GOAL OF THE EXERCISE: All of the data below is to be copied again without changes.

SUPPLIED ENTRIES:
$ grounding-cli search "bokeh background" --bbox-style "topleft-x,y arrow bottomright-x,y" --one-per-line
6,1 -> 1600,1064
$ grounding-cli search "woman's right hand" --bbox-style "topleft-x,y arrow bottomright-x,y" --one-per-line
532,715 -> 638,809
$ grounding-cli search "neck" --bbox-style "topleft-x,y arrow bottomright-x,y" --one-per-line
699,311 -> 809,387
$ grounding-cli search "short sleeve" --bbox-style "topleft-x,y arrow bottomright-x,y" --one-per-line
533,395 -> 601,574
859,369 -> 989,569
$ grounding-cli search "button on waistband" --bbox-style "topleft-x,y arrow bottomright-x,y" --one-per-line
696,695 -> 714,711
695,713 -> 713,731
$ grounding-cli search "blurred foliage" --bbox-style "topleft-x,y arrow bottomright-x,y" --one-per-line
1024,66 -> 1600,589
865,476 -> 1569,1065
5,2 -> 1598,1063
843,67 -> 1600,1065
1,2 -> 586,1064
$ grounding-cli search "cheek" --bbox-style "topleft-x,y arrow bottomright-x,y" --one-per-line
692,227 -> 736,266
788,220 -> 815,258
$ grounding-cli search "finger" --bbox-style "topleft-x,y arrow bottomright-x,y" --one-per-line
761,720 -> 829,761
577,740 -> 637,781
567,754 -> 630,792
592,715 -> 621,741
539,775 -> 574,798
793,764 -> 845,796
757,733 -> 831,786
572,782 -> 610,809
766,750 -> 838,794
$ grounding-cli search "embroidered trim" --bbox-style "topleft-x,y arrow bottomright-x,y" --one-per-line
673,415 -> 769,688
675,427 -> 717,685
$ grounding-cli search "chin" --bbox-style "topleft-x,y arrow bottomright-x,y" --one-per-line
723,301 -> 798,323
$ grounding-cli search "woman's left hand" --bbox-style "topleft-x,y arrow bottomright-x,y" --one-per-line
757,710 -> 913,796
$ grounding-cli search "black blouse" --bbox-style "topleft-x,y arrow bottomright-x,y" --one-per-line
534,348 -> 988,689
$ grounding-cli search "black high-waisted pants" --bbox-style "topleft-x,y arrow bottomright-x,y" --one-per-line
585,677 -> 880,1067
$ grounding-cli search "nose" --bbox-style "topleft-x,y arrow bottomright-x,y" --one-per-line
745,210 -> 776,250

TASK ANSWER:
$ grounding-cli search "bokeh background" --bbox-style "topleft-x,y arrow bottomright-x,y" --one-per-line
6,1 -> 1600,1064
$ grounding-cli search "woman's right hand" --bbox-style "topleft-x,y arrow bottomright-x,y" --one-per-line
532,715 -> 638,809
$ grounding-cli search "neck" --bbox-style "topleft-x,y arrow bottomright-x,y" --one-per-line
699,311 -> 809,387
$ grounding-cli search "short sleeve" --bbox-style "topleft-x,y arrow bottomright-x,y" --one-per-line
533,395 -> 601,574
859,369 -> 989,569
$ grounding-cli search "button on waistband" --bbox-style "topleft-x,y arrow bottomright-x,y" --one-per-line
696,695 -> 714,711
695,713 -> 713,731
$ grounding-cli search "blurred foliage" --bbox-style "topleft-x,y arrow bottomright-x,y" --one-per-line
1024,66 -> 1600,589
865,476 -> 1569,1065
5,2 -> 1598,1063
843,67 -> 1600,1065
1,2 -> 586,1064
$ grounding-cli search "cheek" --bbox-style "topleft-x,y arrow bottomright-x,y" --one-per-line
692,227 -> 736,266
788,220 -> 815,258
$ grounding-cli search "finger" --bbox-style "topleft-x,y arrow bottomright-x,y" --one-per-line
761,720 -> 829,761
577,740 -> 637,781
567,754 -> 630,792
592,715 -> 621,741
539,775 -> 574,798
793,764 -> 845,796
757,733 -> 831,786
572,782 -> 610,809
766,750 -> 838,794
$ grounding-cli search "embroidered trim" --bbox-style "topleft-x,y arrow bottomright-x,y" --one-per-line
673,415 -> 769,688
675,427 -> 717,685
$ grounding-cli search "chin" --bbox-style "topleft-x,y arrow bottomright-x,y" --one-per-line
723,301 -> 798,323
$ grounding-cli search "woman's left hand" --bbox-style "topleft-x,y arrow bottomright-x,y" --one-per-line
757,710 -> 913,796
$ grounding-cli search "black blouse" --bbox-style "topleft-x,y arrow bottomright-x,y" --one-per-line
534,348 -> 988,689
$ grounding-cli search "black high-waisted pants" --bbox-style "topleft-x,y arrow bottomright-x,y" --one-per-line
585,677 -> 880,1067
$ grounding-cli search "nose" --bbox-style "topleft-x,y arrow bottomright-x,y" --one-per-line
745,210 -> 776,250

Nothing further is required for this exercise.